» Task directions
Report every line of the items below that contains the word "logo", copying each such line in full. Case counts.

» Dataset rows

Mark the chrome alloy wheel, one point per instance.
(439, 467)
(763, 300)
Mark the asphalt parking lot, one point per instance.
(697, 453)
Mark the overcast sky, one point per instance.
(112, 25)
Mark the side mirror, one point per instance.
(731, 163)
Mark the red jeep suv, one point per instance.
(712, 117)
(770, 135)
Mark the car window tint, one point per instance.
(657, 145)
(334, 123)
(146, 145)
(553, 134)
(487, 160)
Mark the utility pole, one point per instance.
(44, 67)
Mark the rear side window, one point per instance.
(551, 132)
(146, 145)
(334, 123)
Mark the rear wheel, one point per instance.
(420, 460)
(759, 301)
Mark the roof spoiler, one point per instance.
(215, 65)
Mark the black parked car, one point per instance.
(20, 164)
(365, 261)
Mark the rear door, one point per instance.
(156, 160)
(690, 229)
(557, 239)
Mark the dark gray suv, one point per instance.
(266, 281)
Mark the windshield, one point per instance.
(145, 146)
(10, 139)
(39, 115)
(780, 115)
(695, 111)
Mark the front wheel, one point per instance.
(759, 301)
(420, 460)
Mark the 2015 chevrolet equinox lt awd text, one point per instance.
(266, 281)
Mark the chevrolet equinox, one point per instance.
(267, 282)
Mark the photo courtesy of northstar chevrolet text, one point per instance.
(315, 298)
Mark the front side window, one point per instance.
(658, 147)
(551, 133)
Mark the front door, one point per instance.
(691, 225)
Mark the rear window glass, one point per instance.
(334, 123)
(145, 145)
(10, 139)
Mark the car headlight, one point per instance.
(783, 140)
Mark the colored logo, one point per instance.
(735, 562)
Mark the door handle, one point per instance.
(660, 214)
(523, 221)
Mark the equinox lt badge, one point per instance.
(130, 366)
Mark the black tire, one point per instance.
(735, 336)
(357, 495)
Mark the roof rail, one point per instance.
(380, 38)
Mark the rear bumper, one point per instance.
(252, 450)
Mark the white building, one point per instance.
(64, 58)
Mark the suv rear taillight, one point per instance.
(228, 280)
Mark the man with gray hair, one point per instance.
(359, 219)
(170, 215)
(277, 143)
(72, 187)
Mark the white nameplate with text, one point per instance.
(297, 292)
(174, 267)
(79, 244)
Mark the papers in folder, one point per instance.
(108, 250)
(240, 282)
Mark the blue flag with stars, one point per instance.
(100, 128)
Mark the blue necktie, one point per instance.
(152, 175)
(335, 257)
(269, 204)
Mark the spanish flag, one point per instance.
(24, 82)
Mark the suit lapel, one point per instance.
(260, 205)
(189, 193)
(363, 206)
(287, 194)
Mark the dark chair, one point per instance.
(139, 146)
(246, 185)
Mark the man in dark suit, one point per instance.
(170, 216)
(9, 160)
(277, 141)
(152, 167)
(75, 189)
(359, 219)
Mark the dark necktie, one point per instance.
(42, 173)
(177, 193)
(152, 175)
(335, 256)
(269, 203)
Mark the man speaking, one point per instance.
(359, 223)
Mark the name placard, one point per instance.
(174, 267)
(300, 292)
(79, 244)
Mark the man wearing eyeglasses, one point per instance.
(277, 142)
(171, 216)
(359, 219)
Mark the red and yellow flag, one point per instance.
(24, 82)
...
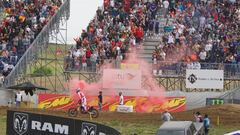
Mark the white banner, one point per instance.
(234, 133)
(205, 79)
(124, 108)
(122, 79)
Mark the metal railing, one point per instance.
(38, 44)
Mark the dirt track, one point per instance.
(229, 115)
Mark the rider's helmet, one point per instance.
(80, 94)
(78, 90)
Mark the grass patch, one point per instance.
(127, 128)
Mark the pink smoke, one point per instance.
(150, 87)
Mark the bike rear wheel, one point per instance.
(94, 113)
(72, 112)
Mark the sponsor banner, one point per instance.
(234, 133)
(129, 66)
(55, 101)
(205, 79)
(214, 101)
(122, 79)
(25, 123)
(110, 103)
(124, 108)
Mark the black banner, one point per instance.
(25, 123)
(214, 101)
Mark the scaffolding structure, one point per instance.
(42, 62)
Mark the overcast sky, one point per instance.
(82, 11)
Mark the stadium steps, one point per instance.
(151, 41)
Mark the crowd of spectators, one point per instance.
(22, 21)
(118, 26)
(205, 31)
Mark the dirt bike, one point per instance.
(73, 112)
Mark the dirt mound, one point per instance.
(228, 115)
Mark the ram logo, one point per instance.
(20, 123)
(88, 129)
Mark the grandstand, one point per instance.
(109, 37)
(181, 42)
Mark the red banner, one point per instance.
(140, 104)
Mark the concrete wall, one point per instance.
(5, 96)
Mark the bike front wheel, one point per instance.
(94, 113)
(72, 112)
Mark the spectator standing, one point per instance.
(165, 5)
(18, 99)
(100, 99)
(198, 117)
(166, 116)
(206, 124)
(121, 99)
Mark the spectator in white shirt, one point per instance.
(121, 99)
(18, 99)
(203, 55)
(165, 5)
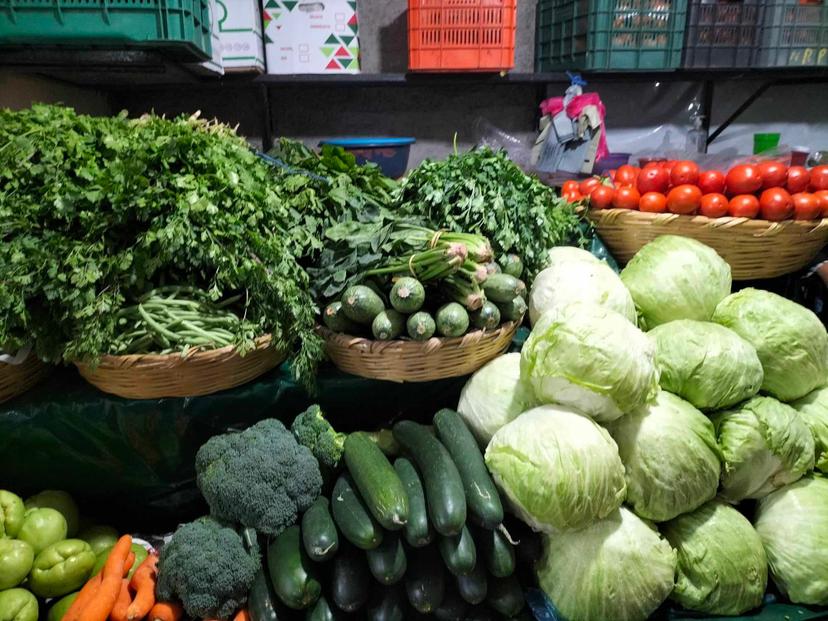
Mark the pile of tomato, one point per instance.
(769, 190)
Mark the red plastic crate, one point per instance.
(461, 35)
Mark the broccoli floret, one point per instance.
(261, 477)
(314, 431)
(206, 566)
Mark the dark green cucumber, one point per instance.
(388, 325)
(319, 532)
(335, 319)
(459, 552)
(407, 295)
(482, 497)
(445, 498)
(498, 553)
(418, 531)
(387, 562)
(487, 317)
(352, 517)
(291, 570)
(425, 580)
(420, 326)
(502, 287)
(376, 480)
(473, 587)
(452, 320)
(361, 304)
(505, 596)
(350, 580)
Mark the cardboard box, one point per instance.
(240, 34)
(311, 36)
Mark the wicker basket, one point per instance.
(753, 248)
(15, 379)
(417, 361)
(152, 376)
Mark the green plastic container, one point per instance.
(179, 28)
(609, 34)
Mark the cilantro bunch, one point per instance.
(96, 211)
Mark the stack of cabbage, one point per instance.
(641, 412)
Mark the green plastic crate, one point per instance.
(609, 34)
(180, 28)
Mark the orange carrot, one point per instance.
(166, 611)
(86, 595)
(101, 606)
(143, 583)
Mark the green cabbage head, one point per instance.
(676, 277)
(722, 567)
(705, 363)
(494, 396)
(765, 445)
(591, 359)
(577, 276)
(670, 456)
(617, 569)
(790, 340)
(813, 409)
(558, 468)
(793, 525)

» Exercise solution
Mark the colored logo, one point per instance.
Mark the ram logo, one point per instance.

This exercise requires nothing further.